- **Your goal**: Return every record exactly as written.

- **Record set**:
○ ○ ○ ○ ○ ○ ○

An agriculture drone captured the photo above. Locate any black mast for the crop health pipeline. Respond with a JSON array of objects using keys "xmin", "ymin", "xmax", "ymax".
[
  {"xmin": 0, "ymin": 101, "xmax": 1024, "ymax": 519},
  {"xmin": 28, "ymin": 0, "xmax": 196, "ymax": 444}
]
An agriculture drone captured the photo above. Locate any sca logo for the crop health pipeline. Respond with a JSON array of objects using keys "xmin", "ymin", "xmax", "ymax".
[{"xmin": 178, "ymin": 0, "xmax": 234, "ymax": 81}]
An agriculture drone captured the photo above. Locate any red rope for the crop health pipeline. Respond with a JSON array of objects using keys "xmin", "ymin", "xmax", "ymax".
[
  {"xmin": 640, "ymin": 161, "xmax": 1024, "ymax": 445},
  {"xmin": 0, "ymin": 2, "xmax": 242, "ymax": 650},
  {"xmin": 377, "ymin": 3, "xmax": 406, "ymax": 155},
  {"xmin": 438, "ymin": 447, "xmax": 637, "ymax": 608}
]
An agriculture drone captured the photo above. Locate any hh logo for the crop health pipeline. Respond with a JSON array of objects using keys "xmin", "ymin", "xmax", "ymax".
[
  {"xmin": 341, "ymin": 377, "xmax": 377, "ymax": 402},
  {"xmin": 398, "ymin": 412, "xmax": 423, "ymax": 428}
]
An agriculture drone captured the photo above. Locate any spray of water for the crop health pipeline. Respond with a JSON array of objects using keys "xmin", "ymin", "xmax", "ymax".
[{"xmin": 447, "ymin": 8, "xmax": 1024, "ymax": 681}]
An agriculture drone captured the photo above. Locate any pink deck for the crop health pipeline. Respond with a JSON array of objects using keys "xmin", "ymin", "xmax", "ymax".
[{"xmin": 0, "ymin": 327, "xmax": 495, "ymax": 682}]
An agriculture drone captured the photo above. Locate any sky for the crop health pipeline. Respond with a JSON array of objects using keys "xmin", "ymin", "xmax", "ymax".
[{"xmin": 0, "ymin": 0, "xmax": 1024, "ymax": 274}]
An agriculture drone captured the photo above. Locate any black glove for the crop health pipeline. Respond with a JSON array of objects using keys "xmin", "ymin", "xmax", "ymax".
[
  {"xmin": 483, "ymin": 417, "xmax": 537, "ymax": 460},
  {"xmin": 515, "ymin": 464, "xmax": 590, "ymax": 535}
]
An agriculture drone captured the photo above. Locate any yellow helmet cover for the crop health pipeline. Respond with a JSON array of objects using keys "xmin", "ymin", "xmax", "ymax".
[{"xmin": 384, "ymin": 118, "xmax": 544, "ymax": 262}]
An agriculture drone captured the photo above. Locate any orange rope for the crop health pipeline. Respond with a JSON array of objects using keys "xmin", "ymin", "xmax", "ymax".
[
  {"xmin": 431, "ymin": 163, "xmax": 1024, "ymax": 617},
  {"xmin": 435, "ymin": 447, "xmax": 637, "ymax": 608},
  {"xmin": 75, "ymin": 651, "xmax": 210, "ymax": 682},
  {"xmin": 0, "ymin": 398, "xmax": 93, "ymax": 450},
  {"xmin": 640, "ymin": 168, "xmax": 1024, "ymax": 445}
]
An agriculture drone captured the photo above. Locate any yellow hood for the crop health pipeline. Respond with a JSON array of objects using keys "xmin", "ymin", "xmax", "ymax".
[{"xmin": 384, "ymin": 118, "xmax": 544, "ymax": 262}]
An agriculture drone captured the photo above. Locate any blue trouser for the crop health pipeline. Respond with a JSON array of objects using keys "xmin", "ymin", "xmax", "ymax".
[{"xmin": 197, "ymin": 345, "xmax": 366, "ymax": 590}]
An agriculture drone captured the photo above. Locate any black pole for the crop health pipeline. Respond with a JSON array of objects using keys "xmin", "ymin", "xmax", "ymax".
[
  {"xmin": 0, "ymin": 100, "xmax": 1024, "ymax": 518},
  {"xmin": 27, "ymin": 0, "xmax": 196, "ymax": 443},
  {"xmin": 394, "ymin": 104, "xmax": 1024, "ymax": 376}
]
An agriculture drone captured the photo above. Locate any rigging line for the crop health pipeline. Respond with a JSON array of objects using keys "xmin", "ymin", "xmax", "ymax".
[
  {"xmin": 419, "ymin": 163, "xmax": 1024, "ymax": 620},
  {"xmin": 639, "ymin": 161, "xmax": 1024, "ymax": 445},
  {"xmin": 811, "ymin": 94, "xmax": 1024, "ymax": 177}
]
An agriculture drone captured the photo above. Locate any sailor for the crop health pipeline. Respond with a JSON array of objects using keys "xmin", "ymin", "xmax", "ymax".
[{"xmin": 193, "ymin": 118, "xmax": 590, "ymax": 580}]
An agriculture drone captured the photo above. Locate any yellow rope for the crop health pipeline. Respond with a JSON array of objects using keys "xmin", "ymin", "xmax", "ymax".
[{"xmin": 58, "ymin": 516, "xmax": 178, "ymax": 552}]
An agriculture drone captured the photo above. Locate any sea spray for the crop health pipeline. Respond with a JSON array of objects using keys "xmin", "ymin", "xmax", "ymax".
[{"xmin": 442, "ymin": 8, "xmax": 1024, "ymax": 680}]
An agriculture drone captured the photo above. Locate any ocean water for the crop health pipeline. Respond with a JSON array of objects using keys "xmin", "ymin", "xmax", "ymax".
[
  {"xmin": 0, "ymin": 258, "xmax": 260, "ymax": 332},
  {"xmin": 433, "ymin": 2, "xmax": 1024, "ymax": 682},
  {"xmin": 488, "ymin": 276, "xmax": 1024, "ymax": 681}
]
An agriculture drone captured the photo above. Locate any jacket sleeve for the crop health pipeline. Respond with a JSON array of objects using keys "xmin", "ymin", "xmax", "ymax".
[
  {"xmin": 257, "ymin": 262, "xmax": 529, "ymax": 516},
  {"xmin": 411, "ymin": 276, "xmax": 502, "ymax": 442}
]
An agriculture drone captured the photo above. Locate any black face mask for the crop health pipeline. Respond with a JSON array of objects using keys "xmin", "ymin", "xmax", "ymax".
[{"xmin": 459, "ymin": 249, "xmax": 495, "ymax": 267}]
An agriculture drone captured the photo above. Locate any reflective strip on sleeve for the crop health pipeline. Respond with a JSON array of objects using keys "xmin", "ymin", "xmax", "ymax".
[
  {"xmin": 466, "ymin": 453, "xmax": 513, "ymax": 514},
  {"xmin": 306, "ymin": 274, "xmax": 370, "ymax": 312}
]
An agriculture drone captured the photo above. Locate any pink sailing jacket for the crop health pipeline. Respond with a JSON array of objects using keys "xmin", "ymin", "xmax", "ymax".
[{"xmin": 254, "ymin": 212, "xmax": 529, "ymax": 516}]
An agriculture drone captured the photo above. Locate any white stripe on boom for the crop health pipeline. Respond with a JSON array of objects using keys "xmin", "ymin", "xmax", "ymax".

○ ○ ○ ○ ○ ○ ○

- **Expected output**:
An agriculture drone captured the photo above. Locate any black mast for the crop health pipeline. Respond with a JSON array of objects using keys "xmin", "ymin", "xmax", "ymax".
[
  {"xmin": 0, "ymin": 101, "xmax": 1024, "ymax": 519},
  {"xmin": 28, "ymin": 0, "xmax": 196, "ymax": 444}
]
An agriculture drone captured the photo above. Locate any sca logo for the crop health pipeline. Respond with a JSON array of objects using keys "xmin", "ymin", "xmax", "ymax".
[{"xmin": 178, "ymin": 0, "xmax": 234, "ymax": 81}]
An agriculture drone captured the photo above. Locate any red rope for the crop health pipeline. Respond with a JSON array of objects using keys "xmin", "ymin", "xmax", "ymax".
[
  {"xmin": 640, "ymin": 161, "xmax": 1024, "ymax": 445},
  {"xmin": 0, "ymin": 2, "xmax": 242, "ymax": 650},
  {"xmin": 377, "ymin": 3, "xmax": 406, "ymax": 155},
  {"xmin": 438, "ymin": 447, "xmax": 637, "ymax": 608}
]
An agriculture drone captured the photo above. Locate any hh logo for the crop health pipeline. Respond with a JSON array of objects using keys "xmin", "ymin", "xmax", "ymax".
[
  {"xmin": 341, "ymin": 377, "xmax": 377, "ymax": 402},
  {"xmin": 398, "ymin": 412, "xmax": 423, "ymax": 428}
]
An agriculture drone captured the photo above. Locate any spray of water for the crop health pipeline. Respond with a JSON array of objects using keys "xmin", "ymin", "xmax", "ymax".
[{"xmin": 447, "ymin": 8, "xmax": 1024, "ymax": 681}]
An agriculture drone captured the photo above. Locate any pink deck for the crop health pipeline. Respond with a JSON array of objects using keys "xmin", "ymin", "xmax", "ymax".
[{"xmin": 0, "ymin": 327, "xmax": 495, "ymax": 682}]
An agriculture drone captured the photo above. Locate any sky for the crop health pipeline. Respond with a JSON array of objects using keys "xmin", "ymin", "xmax", "ymax".
[{"xmin": 0, "ymin": 0, "xmax": 1024, "ymax": 274}]
An agriculture drone captured the photo above. Locate any black glove for the crop health pipeline. Respond with a JSON array of objects using keys "xmin", "ymin", "xmax", "ymax".
[
  {"xmin": 483, "ymin": 417, "xmax": 537, "ymax": 460},
  {"xmin": 515, "ymin": 464, "xmax": 590, "ymax": 535}
]
An agriculture drone captured the photo above. Locate any yellow helmet cover for the crop health pipeline. Respond with a JSON array of objects using keys "xmin", "ymin", "xmax", "ymax".
[{"xmin": 384, "ymin": 118, "xmax": 544, "ymax": 262}]
An agriculture drone captured the photo above. Locate any orange rope for the crop health pipeline. Respond with a JSON array of objects using keys "xmin", "ymin", "xmax", "ymax".
[
  {"xmin": 431, "ymin": 163, "xmax": 1024, "ymax": 617},
  {"xmin": 435, "ymin": 447, "xmax": 637, "ymax": 608},
  {"xmin": 75, "ymin": 651, "xmax": 210, "ymax": 682},
  {"xmin": 0, "ymin": 398, "xmax": 93, "ymax": 450},
  {"xmin": 640, "ymin": 168, "xmax": 1024, "ymax": 445}
]
An agriculture drone captured the photo above. Locate any yellow hood for the crop health pipeline. Respond with a JSON array of objects using keys "xmin", "ymin", "xmax", "ymax".
[{"xmin": 384, "ymin": 118, "xmax": 544, "ymax": 262}]
An agriculture drone captured the photo above. Locate any blue trouser for the crop health pipeline. Respond with a JSON array of objects using keys "xmin", "ymin", "xmax", "ymax".
[{"xmin": 197, "ymin": 345, "xmax": 366, "ymax": 590}]
An agriculture drone captured the photo above. Locate any black pole for the crop health pipeline. Respond with a JSON array of objects using keys "xmin", "ymin", "xmax", "ymax".
[
  {"xmin": 0, "ymin": 100, "xmax": 1024, "ymax": 518},
  {"xmin": 27, "ymin": 0, "xmax": 196, "ymax": 443},
  {"xmin": 394, "ymin": 104, "xmax": 1024, "ymax": 376}
]
An agriculture drone captured the photo above. Locate any rigging line for the crop health pipeline. Respond with a JSON array of objects using keys "xmin", "ymin", "xmax", "ymax".
[
  {"xmin": 419, "ymin": 163, "xmax": 1024, "ymax": 620},
  {"xmin": 639, "ymin": 161, "xmax": 1024, "ymax": 445},
  {"xmin": 811, "ymin": 94, "xmax": 1024, "ymax": 177}
]
An agriculture drone captured the photo above. Locate any sailor for the crop health pipeline. Respond with a JSON array of objects using keys "xmin", "ymin", "xmax", "ymax".
[{"xmin": 193, "ymin": 118, "xmax": 590, "ymax": 580}]
An agriculture drone captured the photo above. Locate any yellow rope for the crop health pipeline. Respond with a JSON array of objects using keys "xmin", "ymin", "xmax", "ymax".
[{"xmin": 58, "ymin": 516, "xmax": 178, "ymax": 552}]
An agriculture drone captured the photo above. Locate any sea spray for the crop health pipeline. Respond with a JSON array of objects using keys "xmin", "ymin", "xmax", "ymax".
[{"xmin": 442, "ymin": 8, "xmax": 1024, "ymax": 680}]
An agriculture drone captured the photo above. Locate any ocean water for the crop health pipeline. Respond with a JSON array of objects using keys "xmin", "ymin", "xmax", "ymax".
[
  {"xmin": 0, "ymin": 258, "xmax": 260, "ymax": 332},
  {"xmin": 433, "ymin": 2, "xmax": 1024, "ymax": 682},
  {"xmin": 488, "ymin": 276, "xmax": 1024, "ymax": 681}
]
An agriculture drone captured the photo above. Locate any jacket sleeve for the crop health pipeline. Respond with a JSON array of objects using keys "xmin", "ymin", "xmax", "ymax".
[
  {"xmin": 257, "ymin": 262, "xmax": 529, "ymax": 516},
  {"xmin": 411, "ymin": 276, "xmax": 502, "ymax": 442}
]
An agriculture drone captured the photo above. Locate any black face mask for the crop health pipeline. Respond with a JSON array of objects using keys "xmin", "ymin", "xmax", "ymax".
[{"xmin": 459, "ymin": 249, "xmax": 495, "ymax": 267}]
An agriculture drone captured the photo above. Locate any reflective strip on sleeve for the crop health pipeline. Respond with a JSON array of objects using keys "xmin", "ymin", "xmax", "ymax".
[
  {"xmin": 466, "ymin": 453, "xmax": 513, "ymax": 514},
  {"xmin": 306, "ymin": 274, "xmax": 370, "ymax": 312}
]
An agriculture drone captured the photo above. Locate any pink sailing jacket for the crop health pipeline. Respond with a JSON array of objects using keys "xmin", "ymin", "xmax", "ymax".
[{"xmin": 254, "ymin": 212, "xmax": 529, "ymax": 516}]
An agriculture drone captured the photo above. Locate any white stripe on boom for the crop health pipeline. Respond with a JSON array of objects using keys "xmin", "ymin", "xmax", "ymax".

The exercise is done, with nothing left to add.